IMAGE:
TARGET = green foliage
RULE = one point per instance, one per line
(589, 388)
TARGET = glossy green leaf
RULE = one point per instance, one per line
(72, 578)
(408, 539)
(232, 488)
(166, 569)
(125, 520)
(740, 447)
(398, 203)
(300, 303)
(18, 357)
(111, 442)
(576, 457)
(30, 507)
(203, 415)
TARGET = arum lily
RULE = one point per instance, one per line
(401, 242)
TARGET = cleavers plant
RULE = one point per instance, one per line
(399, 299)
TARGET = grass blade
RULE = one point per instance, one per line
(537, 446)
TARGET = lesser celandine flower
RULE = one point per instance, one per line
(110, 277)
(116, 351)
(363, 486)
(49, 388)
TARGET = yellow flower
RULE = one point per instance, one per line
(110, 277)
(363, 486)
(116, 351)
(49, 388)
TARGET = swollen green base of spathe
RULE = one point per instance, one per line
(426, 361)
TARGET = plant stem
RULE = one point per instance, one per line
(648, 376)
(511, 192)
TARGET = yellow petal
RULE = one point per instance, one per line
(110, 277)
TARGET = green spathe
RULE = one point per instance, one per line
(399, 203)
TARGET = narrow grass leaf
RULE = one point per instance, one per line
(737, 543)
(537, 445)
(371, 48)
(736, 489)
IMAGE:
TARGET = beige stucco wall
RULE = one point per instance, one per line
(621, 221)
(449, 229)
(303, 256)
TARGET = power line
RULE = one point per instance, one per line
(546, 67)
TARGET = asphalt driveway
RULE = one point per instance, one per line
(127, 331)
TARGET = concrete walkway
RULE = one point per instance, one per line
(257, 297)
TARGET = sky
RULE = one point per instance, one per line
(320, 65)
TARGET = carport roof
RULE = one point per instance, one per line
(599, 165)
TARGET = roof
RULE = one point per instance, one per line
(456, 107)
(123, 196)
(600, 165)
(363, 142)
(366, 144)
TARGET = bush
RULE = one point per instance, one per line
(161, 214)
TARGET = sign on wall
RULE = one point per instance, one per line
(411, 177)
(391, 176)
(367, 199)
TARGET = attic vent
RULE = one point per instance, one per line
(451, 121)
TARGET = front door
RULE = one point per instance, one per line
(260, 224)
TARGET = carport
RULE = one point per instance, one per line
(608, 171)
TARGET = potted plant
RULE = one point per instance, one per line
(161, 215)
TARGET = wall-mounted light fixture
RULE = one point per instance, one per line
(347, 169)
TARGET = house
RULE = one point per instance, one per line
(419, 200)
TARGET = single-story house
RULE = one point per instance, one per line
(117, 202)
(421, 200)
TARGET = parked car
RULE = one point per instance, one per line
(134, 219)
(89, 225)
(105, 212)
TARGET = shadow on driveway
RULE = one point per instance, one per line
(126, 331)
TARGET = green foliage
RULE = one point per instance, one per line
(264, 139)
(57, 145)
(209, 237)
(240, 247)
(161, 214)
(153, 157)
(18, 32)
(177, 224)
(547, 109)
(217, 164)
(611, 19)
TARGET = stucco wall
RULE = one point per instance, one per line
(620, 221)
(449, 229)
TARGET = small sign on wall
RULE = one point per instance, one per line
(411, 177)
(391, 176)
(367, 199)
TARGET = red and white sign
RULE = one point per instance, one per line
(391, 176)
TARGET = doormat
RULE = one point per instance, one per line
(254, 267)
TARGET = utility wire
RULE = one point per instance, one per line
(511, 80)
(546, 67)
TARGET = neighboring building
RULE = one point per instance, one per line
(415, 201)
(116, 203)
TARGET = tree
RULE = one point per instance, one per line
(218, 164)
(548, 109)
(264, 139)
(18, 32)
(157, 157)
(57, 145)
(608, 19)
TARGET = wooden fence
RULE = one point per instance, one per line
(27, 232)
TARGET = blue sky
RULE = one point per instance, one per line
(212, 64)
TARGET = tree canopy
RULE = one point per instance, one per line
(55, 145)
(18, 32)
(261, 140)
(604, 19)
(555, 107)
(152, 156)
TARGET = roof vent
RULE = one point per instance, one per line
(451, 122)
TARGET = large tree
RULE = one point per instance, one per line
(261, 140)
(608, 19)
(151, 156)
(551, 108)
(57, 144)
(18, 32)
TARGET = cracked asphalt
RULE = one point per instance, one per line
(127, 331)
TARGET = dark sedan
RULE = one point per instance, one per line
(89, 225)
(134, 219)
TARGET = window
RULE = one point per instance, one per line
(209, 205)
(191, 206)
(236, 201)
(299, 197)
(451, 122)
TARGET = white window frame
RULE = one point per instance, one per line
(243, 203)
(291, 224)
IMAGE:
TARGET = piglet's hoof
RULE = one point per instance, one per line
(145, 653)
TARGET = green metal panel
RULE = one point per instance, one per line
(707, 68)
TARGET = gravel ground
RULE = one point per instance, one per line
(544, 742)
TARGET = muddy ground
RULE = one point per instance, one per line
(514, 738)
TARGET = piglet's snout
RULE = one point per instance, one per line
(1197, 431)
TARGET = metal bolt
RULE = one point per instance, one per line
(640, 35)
----------
Problem to work on
Set out the lines of every entry above as a single numbered list, leaving out any blank lines.

Task result
1. IMAGE:
2. TARGET = green foliage
3. RULE = one point per instance, one per line
4. (589, 388)
5. TARGET = glossy green leaf
6. RULE = one point per instance, one per line
7. (72, 578)
8. (408, 539)
9. (232, 488)
10. (166, 569)
11. (125, 520)
12. (740, 447)
13. (398, 203)
14. (300, 303)
15. (18, 357)
16. (111, 442)
17. (576, 457)
18. (30, 507)
19. (203, 415)
20. TARGET = arum lily
21. RULE = one point per instance, one per line
22. (401, 242)
23. TARGET = cleavers plant
24. RULE = one point per instance, one per line
25. (399, 299)
26. TARGET = grass blade
27. RULE = one point per instance, one per line
28. (537, 446)
29. TARGET = lesser celandine flower
30. RULE = one point per instance, one per line
31. (110, 277)
32. (116, 351)
33. (363, 486)
34. (49, 388)
35. TARGET = yellow flower
36. RULE = one point per instance, one per line
37. (110, 277)
38. (363, 486)
39. (116, 351)
40. (49, 388)
41. TARGET = swollen green base of spathe
42. RULE = one point per instance, one per line
43. (426, 361)
44. TARGET = plant stem
45. RULE = one point per instance, one per line
46. (648, 376)
47. (511, 192)
48. TARGET = yellow petal
49. RULE = one point per instance, one per line
50. (110, 277)
51. TARGET = green spathe
52. RULE = one point per instance, one per line
53. (399, 203)
54. TARGET = narrow grass leaf
55. RULE = one point per instance, one per line
56. (737, 543)
57. (537, 445)
58. (371, 48)
59. (736, 489)
60. IMAGE:
61. TARGET = beige stucco wall
62. RULE = one point per instance, one per line
63. (621, 221)
64. (449, 229)
65. (303, 256)
66. TARGET = power line
67. RULE = one point per instance, one per line
68. (546, 67)
69. TARGET = asphalt driveway
70. RULE = one point per instance, one per line
71. (127, 331)
72. TARGET = concrete walkway
73. RULE = one point per instance, one per line
74. (257, 297)
75. TARGET = sky
76. RULE = one point per instance, one per line
77. (320, 65)
78. TARGET = carport roof
79. RULE = one point per instance, one per line
80. (599, 165)
81. TARGET = roof
82. RULE = one point per instance, one per line
83. (456, 107)
84. (123, 196)
85. (600, 165)
86. (363, 142)
87. (366, 144)
88. TARGET = bush
89. RULE = one point per instance, one per line
90. (161, 214)
91. TARGET = sign on wall
92. RULE = one point per instance, one per line
93. (411, 177)
94. (391, 176)
95. (367, 199)
96. TARGET = attic vent
97. RULE = one point per instance, one per line
98. (451, 121)
99. TARGET = front door
100. RULE = one point per instance, one per line
101. (260, 224)
102. TARGET = carport
103. RULE = one point per instance, one per line
104. (608, 171)
105. TARGET = potted plant
106. RULE = one point per instance, one per line
107. (161, 215)
108. TARGET = wall-mounted light fixture
109. RULE = one point per instance, one per line
110. (347, 169)
111. TARGET = house
112. RULE = one point per instance, one per line
113. (419, 200)
114. TARGET = single-story house
115. RULE = one point per instance, one per line
116. (117, 202)
117. (421, 200)
118. TARGET = parked car
119. RULE = one point per instance, one per line
120. (134, 219)
121. (89, 225)
122. (105, 212)
123. TARGET = shadow on driveway
124. RULE = one point per instance, one per line
125. (126, 331)
126. TARGET = green foliage
127. RULE = one point per instance, one per line
128. (264, 139)
129. (57, 145)
130. (209, 237)
131. (240, 247)
132. (161, 214)
133. (153, 157)
134. (18, 32)
135. (177, 224)
136. (547, 109)
137. (217, 164)
138. (611, 19)
139. TARGET = stucco wall
140. RULE = one point per instance, one per line
141. (620, 221)
142. (449, 229)
143. TARGET = small sign on wall
144. RULE = one point per instance, one per line
145. (411, 177)
146. (391, 176)
147. (367, 199)
148. TARGET = red and white sign
149. RULE = one point per instance, one per line
150. (391, 176)
151. TARGET = doormat
152. RULE = one point per instance, one per line
153. (254, 267)
154. TARGET = utility wire
155. RULE = one point per instance, one per line
156. (511, 80)
157. (546, 67)
158. TARGET = neighboring building
159. RULE = one point per instance, one per line
160. (415, 201)
161. (116, 203)
162. TARGET = tree
163. RULE = one point per instance, one per line
164. (218, 164)
165. (548, 109)
166. (264, 139)
167. (18, 32)
168. (157, 157)
169. (57, 145)
170. (608, 19)
171. TARGET = wooden fence
172. RULE = one point per instance, one per line
173. (27, 232)
174. TARGET = blue sky
175. RULE = one point per instance, one per line
176. (212, 64)
177. TARGET = tree canopy
178. RULE = one point per instance, one per line
179. (55, 145)
180. (18, 32)
181. (261, 140)
182. (604, 19)
183. (555, 107)
184. (152, 156)
185. TARGET = roof vent
186. RULE = one point per instance, one per line
187. (451, 122)
188. TARGET = large tree
189. RULE = one point per instance, one per line
190. (261, 140)
191. (608, 19)
192. (151, 156)
193. (551, 108)
194. (57, 144)
195. (18, 32)
196. TARGET = cracked asphalt
197. RULE = one point per instance, one per line
198. (127, 331)
199. TARGET = dark sedan
200. RULE = one point per instance, one per line
201. (89, 225)
202. (134, 219)
203. TARGET = window
204. RULE = one point per instance, one per line
205. (209, 205)
206. (191, 206)
207. (236, 201)
208. (299, 197)
209. (451, 122)
210. TARGET = white window frame
211. RULE = one point per instance, one per line
212. (243, 203)
213. (291, 224)
214. IMAGE:
215. TARGET = piglet's hoof
216. RULE = one point per instance, one per line
217. (145, 653)
218. TARGET = green metal panel
219. RULE = one point per instance, one per line
220. (707, 68)
221. TARGET = gravel ground
222. RULE = one point per instance, one per line
223. (544, 742)
224. TARGET = muddy ground
225. RULE = one point per instance, one per line
226. (514, 738)
227. TARGET = piglet's snout
228. RULE = one point per instance, one per line
229. (1197, 431)
230. TARGET = metal bolt
231. RULE = one point per instance, one per line
232. (640, 35)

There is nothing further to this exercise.